Since the records include pictures, leave those out while you reproduce exactly and only the lines from the one containing "Locate the wooden fence" through the one containing "Locate the grassy", inclusive.
────────────────────────────────────────
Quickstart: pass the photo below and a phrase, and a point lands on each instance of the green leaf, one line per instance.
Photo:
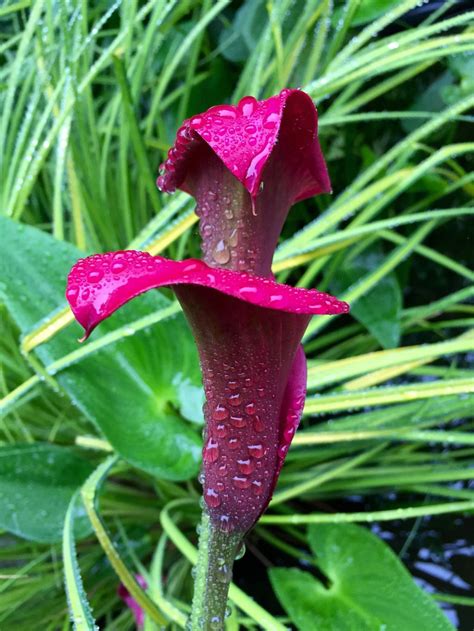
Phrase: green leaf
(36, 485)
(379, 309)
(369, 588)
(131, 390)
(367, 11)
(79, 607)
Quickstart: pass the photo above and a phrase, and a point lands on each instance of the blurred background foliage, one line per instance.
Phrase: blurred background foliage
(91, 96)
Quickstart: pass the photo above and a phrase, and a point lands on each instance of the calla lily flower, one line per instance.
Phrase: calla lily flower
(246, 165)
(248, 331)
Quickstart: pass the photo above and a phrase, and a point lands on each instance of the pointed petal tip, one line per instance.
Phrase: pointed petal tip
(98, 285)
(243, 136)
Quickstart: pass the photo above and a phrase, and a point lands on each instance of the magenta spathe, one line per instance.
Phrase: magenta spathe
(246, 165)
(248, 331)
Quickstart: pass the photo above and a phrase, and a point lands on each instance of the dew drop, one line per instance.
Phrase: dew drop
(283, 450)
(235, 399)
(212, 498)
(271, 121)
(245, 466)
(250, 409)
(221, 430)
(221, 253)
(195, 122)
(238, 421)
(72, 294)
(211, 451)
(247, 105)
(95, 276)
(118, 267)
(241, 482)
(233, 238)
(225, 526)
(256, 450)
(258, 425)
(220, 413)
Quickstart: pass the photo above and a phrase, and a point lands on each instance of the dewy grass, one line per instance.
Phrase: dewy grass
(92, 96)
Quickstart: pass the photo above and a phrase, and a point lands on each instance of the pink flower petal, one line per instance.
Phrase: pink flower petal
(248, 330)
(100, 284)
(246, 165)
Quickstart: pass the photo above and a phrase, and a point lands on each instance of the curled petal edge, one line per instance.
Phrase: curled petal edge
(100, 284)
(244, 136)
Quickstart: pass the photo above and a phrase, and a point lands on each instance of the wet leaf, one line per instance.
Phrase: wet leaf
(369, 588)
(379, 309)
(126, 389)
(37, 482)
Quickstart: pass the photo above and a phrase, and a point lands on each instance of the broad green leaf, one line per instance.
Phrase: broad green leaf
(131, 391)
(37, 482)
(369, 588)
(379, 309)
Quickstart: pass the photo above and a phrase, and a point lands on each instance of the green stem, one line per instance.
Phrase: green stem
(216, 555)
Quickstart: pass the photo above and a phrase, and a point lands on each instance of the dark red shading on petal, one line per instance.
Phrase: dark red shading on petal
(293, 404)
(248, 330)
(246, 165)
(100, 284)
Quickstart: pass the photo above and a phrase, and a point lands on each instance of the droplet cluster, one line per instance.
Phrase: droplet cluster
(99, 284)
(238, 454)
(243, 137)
────────────────────────────────────────
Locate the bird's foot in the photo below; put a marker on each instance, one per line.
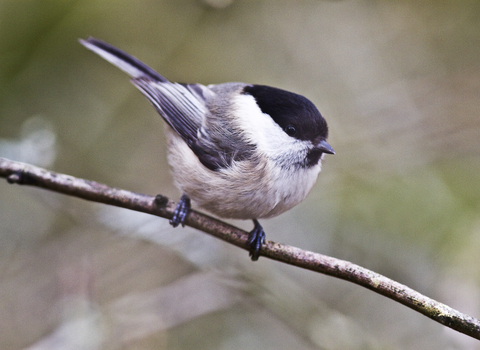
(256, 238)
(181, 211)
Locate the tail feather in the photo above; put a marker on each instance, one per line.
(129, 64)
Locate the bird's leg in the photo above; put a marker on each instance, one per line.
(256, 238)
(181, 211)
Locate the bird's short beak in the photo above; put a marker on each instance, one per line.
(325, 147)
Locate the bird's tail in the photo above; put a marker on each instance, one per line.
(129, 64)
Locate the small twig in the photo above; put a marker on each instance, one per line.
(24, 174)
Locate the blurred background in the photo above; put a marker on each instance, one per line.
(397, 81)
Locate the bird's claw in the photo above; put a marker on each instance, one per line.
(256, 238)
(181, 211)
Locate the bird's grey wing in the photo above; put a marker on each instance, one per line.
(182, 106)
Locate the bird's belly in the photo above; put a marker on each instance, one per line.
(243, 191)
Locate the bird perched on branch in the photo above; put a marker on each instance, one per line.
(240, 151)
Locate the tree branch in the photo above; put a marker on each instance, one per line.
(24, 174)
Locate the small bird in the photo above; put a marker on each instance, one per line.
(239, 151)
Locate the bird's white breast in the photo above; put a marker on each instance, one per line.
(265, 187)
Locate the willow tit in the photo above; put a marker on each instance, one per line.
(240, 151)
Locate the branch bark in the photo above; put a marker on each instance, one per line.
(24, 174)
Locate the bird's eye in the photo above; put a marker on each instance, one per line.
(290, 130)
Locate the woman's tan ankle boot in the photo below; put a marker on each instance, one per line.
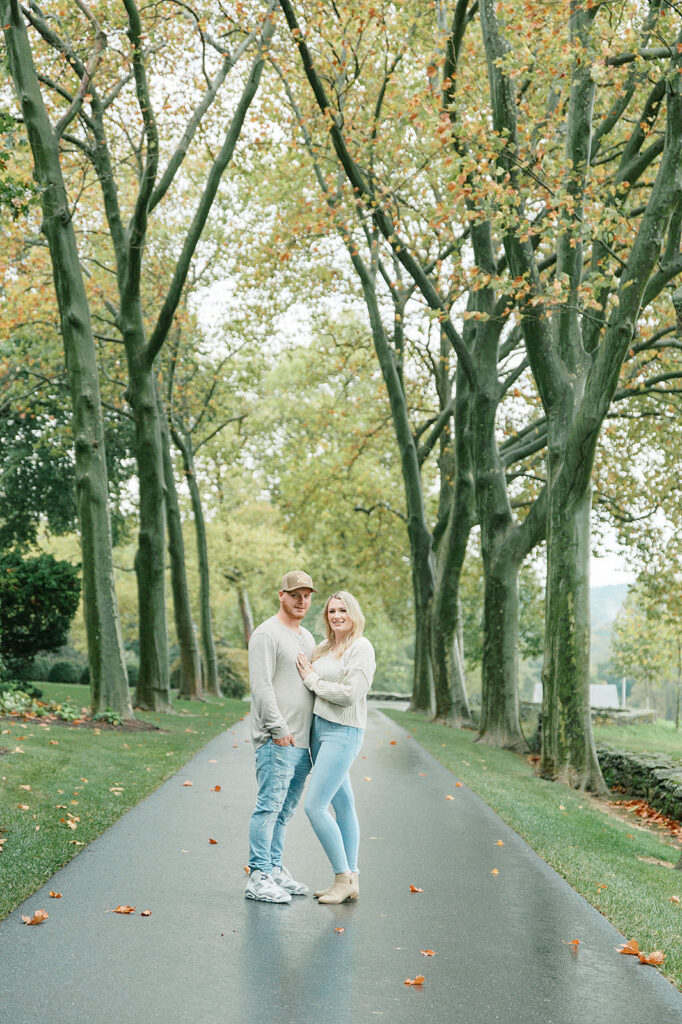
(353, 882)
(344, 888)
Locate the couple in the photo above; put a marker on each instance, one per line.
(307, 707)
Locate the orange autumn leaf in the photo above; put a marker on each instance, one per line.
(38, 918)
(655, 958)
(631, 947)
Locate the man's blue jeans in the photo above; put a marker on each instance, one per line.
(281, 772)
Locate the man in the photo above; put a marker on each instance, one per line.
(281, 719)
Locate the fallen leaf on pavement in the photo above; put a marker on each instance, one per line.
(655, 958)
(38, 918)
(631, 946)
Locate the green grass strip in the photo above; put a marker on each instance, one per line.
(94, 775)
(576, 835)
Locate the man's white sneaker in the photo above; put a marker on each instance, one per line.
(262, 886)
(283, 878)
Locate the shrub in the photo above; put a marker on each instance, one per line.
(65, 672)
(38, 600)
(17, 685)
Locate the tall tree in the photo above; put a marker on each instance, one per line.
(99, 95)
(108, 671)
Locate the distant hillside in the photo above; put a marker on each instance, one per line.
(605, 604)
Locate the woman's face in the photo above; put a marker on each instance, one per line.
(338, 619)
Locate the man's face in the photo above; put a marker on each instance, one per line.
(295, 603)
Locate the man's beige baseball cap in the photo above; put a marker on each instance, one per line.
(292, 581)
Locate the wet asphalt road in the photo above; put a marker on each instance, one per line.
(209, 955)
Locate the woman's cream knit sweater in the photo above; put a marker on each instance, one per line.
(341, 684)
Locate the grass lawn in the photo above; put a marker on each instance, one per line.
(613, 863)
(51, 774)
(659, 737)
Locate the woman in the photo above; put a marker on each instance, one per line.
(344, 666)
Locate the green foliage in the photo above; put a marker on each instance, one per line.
────────────────────────────────────────
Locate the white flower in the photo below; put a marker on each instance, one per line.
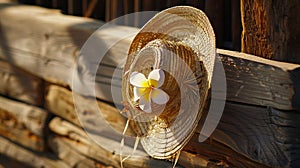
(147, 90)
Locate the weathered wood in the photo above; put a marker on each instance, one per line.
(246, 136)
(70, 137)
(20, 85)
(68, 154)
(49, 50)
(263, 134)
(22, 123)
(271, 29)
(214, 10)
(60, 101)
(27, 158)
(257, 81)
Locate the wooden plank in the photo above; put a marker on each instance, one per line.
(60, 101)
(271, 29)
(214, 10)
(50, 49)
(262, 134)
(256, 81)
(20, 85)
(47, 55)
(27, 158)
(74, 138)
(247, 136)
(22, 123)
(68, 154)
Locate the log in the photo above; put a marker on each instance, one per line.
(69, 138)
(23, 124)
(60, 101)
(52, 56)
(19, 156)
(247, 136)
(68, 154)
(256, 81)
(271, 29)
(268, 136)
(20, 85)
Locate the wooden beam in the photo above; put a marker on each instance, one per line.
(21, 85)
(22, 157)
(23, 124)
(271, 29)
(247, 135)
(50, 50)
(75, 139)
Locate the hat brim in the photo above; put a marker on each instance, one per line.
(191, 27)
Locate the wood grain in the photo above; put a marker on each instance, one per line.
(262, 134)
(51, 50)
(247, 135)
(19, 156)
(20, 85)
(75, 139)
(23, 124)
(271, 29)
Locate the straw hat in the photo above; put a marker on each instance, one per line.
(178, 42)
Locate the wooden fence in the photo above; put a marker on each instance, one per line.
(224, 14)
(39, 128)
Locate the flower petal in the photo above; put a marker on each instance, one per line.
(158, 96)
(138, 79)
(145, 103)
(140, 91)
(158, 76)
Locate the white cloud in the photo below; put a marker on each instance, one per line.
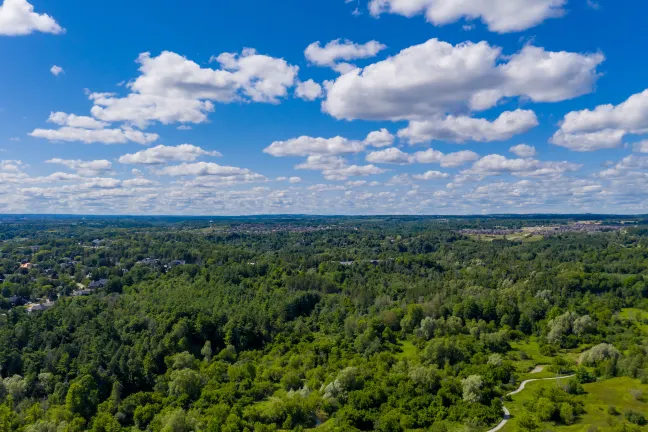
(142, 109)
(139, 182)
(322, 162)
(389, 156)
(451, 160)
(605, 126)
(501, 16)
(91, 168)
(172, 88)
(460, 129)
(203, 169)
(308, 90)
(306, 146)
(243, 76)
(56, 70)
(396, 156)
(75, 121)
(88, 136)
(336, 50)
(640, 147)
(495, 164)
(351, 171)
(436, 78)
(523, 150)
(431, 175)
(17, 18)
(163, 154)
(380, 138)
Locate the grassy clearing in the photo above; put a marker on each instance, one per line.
────────────────────────────────────────
• [Exercise result]:
Locate the wooden fence in the photo above; put a marker on each instance, one per line.
(224, 14)
(39, 128)
Locate the flower petal in the photo above; put a marker on each instance, one per line.
(158, 96)
(138, 79)
(145, 103)
(140, 91)
(158, 76)
Locate the white cloud in the photo below; put a marker on each instance, one per line.
(142, 109)
(139, 182)
(322, 162)
(389, 156)
(451, 160)
(605, 126)
(501, 16)
(91, 168)
(172, 88)
(460, 129)
(203, 169)
(308, 90)
(306, 146)
(243, 76)
(56, 70)
(396, 156)
(75, 121)
(88, 136)
(336, 50)
(640, 147)
(495, 164)
(351, 171)
(436, 78)
(523, 150)
(431, 175)
(17, 18)
(163, 154)
(380, 138)
Locate the grassy clearing in the photo above; put a marker on each instance, one per line.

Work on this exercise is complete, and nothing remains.